***** Provided data

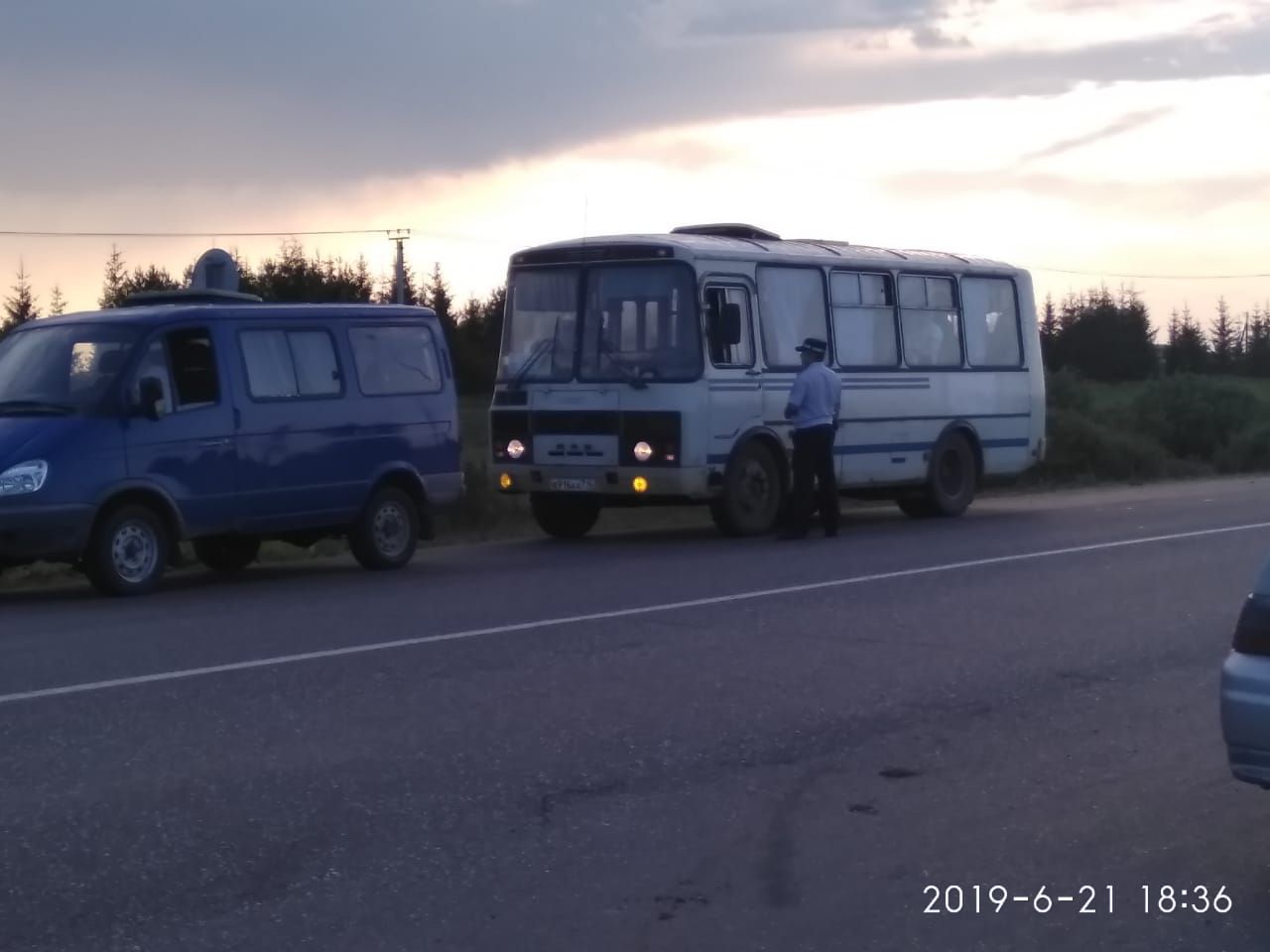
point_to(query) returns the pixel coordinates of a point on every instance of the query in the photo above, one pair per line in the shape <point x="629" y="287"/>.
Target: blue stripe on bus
<point x="888" y="448"/>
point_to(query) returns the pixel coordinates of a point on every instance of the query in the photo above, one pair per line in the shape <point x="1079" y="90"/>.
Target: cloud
<point x="1194" y="197"/>
<point x="769" y="18"/>
<point x="1125" y="123"/>
<point x="298" y="96"/>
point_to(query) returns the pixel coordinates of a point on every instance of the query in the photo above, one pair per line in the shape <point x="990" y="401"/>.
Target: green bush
<point x="1192" y="416"/>
<point x="1248" y="451"/>
<point x="1082" y="449"/>
<point x="1066" y="390"/>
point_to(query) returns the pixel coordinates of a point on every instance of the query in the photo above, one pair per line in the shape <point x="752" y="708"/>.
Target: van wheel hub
<point x="391" y="530"/>
<point x="134" y="551"/>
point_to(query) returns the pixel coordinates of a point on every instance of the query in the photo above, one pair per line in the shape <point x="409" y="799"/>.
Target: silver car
<point x="1246" y="688"/>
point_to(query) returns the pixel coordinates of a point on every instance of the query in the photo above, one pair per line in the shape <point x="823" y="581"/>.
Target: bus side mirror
<point x="725" y="325"/>
<point x="150" y="390"/>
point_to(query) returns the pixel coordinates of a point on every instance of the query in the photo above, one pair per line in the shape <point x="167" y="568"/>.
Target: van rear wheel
<point x="752" y="493"/>
<point x="386" y="535"/>
<point x="564" y="516"/>
<point x="128" y="551"/>
<point x="227" y="553"/>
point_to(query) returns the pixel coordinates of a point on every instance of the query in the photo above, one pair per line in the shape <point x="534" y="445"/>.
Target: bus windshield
<point x="541" y="326"/>
<point x="639" y="324"/>
<point x="62" y="370"/>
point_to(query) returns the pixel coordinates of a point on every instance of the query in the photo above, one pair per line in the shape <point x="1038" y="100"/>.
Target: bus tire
<point x="952" y="483"/>
<point x="563" y="516"/>
<point x="752" y="493"/>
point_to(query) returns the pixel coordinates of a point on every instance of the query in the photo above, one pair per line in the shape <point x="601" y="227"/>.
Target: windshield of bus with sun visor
<point x="639" y="324"/>
<point x="541" y="329"/>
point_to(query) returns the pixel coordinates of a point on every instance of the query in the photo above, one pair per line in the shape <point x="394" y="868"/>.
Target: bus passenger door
<point x="734" y="380"/>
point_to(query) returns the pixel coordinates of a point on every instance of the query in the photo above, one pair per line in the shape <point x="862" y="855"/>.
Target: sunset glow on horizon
<point x="1058" y="135"/>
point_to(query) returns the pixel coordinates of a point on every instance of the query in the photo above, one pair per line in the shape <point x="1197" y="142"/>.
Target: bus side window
<point x="724" y="354"/>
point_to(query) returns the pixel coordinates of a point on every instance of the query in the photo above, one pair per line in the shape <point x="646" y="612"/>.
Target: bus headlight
<point x="23" y="479"/>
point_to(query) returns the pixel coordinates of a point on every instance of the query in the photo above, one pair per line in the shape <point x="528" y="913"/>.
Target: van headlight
<point x="23" y="479"/>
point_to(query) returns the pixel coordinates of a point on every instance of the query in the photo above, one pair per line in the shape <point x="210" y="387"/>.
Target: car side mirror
<point x="150" y="390"/>
<point x="725" y="325"/>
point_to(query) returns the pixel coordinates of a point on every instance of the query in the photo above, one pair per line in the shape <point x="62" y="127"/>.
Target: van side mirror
<point x="150" y="390"/>
<point x="725" y="325"/>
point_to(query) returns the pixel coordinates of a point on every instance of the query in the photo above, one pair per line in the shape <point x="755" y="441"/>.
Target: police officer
<point x="813" y="409"/>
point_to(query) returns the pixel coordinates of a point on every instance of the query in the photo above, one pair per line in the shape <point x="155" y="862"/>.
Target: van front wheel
<point x="563" y="516"/>
<point x="128" y="551"/>
<point x="388" y="532"/>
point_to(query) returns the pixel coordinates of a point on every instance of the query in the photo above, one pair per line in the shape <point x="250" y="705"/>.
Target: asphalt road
<point x="665" y="742"/>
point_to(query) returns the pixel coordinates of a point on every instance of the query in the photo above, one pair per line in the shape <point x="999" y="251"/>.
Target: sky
<point x="1107" y="139"/>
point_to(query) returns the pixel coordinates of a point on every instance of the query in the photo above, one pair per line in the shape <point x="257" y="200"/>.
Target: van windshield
<point x="62" y="370"/>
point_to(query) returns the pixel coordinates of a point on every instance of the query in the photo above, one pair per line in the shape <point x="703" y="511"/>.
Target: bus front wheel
<point x="564" y="516"/>
<point x="951" y="484"/>
<point x="752" y="493"/>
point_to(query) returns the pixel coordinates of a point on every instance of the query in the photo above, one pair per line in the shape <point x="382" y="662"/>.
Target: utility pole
<point x="400" y="236"/>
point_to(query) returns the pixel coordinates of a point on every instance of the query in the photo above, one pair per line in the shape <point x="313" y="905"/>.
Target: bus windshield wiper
<point x="16" y="408"/>
<point x="535" y="356"/>
<point x="630" y="376"/>
<point x="547" y="344"/>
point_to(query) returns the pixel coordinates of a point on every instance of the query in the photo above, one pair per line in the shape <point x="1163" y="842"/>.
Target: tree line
<point x="1098" y="334"/>
<point x="474" y="329"/>
<point x="1109" y="336"/>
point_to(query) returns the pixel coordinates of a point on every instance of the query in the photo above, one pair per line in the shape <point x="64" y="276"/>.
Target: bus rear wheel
<point x="951" y="484"/>
<point x="752" y="493"/>
<point x="564" y="516"/>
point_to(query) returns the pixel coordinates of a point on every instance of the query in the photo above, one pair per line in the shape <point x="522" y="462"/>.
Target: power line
<point x="1151" y="277"/>
<point x="391" y="232"/>
<point x="197" y="234"/>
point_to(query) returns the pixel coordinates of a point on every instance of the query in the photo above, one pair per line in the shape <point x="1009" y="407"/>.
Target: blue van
<point x="225" y="422"/>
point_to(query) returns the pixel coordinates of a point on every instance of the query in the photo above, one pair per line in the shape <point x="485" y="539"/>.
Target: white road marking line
<point x="278" y="660"/>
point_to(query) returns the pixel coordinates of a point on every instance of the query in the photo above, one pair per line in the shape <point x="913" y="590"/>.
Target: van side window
<point x="193" y="368"/>
<point x="290" y="363"/>
<point x="155" y="365"/>
<point x="395" y="361"/>
<point x="185" y="365"/>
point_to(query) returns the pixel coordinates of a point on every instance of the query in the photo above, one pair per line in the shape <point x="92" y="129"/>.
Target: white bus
<point x="653" y="370"/>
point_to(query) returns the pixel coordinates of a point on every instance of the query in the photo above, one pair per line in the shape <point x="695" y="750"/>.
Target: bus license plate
<point x="572" y="485"/>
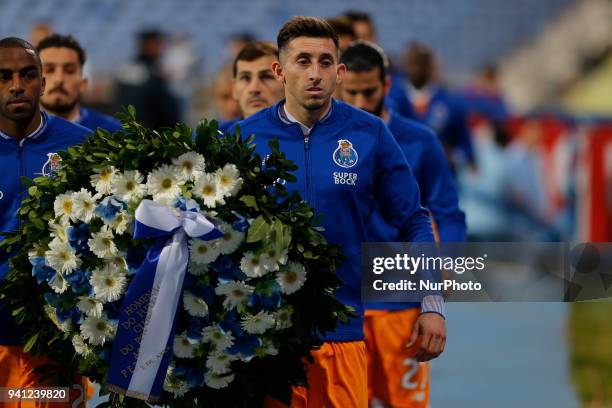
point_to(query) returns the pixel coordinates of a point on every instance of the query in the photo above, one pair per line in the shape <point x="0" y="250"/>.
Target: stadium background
<point x="554" y="71"/>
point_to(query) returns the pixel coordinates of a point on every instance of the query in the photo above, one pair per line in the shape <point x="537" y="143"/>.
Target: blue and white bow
<point x="143" y="343"/>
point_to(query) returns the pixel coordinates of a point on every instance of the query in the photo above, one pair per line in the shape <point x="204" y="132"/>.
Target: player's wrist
<point x="433" y="304"/>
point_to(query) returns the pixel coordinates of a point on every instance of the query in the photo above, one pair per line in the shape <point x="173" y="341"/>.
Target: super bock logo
<point x="345" y="155"/>
<point x="52" y="165"/>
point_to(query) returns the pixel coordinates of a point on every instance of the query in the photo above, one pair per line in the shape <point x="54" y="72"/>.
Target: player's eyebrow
<point x="303" y="55"/>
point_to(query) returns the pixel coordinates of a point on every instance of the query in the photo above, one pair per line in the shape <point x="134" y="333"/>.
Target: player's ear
<point x="234" y="93"/>
<point x="340" y="73"/>
<point x="83" y="85"/>
<point x="387" y="84"/>
<point x="277" y="70"/>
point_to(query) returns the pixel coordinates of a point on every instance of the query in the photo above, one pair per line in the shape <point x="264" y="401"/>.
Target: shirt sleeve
<point x="397" y="192"/>
<point x="440" y="195"/>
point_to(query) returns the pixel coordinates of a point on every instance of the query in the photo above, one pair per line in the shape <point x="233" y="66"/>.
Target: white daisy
<point x="203" y="252"/>
<point x="65" y="327"/>
<point x="257" y="324"/>
<point x="90" y="306"/>
<point x="190" y="164"/>
<point x="121" y="222"/>
<point x="59" y="230"/>
<point x="207" y="189"/>
<point x="219" y="363"/>
<point x="252" y="265"/>
<point x="194" y="305"/>
<point x="235" y="293"/>
<point x="172" y="384"/>
<point x="102" y="180"/>
<point x="84" y="205"/>
<point x="283" y="318"/>
<point x="96" y="330"/>
<point x="197" y="269"/>
<point x="266" y="349"/>
<point x="184" y="347"/>
<point x="165" y="183"/>
<point x="102" y="244"/>
<point x="219" y="338"/>
<point x="64" y="207"/>
<point x="228" y="179"/>
<point x="272" y="258"/>
<point x="292" y="278"/>
<point x="108" y="283"/>
<point x="58" y="283"/>
<point x="62" y="257"/>
<point x="231" y="239"/>
<point x="218" y="381"/>
<point x="80" y="346"/>
<point x="128" y="185"/>
<point x="118" y="261"/>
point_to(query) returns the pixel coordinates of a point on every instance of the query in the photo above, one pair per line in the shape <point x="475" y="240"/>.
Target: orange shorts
<point x="394" y="376"/>
<point x="17" y="371"/>
<point x="337" y="379"/>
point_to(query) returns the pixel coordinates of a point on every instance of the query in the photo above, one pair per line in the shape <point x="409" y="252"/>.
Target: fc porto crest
<point x="52" y="165"/>
<point x="345" y="155"/>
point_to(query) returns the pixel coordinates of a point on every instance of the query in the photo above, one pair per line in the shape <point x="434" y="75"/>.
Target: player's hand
<point x="429" y="334"/>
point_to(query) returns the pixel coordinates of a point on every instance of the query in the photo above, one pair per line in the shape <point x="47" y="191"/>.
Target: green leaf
<point x="30" y="343"/>
<point x="257" y="230"/>
<point x="250" y="202"/>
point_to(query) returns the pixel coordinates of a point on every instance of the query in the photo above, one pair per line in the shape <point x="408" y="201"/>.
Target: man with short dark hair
<point x="29" y="139"/>
<point x="63" y="60"/>
<point x="421" y="97"/>
<point x="255" y="86"/>
<point x="388" y="326"/>
<point x="362" y="24"/>
<point x="344" y="28"/>
<point x="348" y="162"/>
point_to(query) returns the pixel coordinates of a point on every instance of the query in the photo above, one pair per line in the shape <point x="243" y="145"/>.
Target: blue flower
<point x="105" y="355"/>
<point x="245" y="345"/>
<point x="79" y="281"/>
<point x="134" y="257"/>
<point x="41" y="271"/>
<point x="113" y="309"/>
<point x="262" y="302"/>
<point x="109" y="207"/>
<point x="195" y="326"/>
<point x="232" y="323"/>
<point x="193" y="376"/>
<point x="58" y="301"/>
<point x="206" y="292"/>
<point x="78" y="235"/>
<point x="242" y="224"/>
<point x="227" y="269"/>
<point x="186" y="205"/>
<point x="74" y="314"/>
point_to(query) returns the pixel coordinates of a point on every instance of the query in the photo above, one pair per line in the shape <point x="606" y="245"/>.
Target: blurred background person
<point x="255" y="86"/>
<point x="40" y="30"/>
<point x="144" y="85"/>
<point x="225" y="106"/>
<point x="182" y="66"/>
<point x="63" y="60"/>
<point x="424" y="98"/>
<point x="363" y="26"/>
<point x="344" y="28"/>
<point x="395" y="375"/>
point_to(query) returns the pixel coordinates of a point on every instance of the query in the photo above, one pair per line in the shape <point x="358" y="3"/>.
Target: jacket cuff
<point x="433" y="304"/>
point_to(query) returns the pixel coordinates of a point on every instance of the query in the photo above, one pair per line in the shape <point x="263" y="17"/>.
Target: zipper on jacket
<point x="21" y="174"/>
<point x="307" y="171"/>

**********

- Problem requirements:
Gather every line of the listing above that contains the word "wheel".

- Response:
Target: van wheel hub
Target: van rear wheel
Target: van front wheel
Target: bus front wheel
Target: bus rear wheel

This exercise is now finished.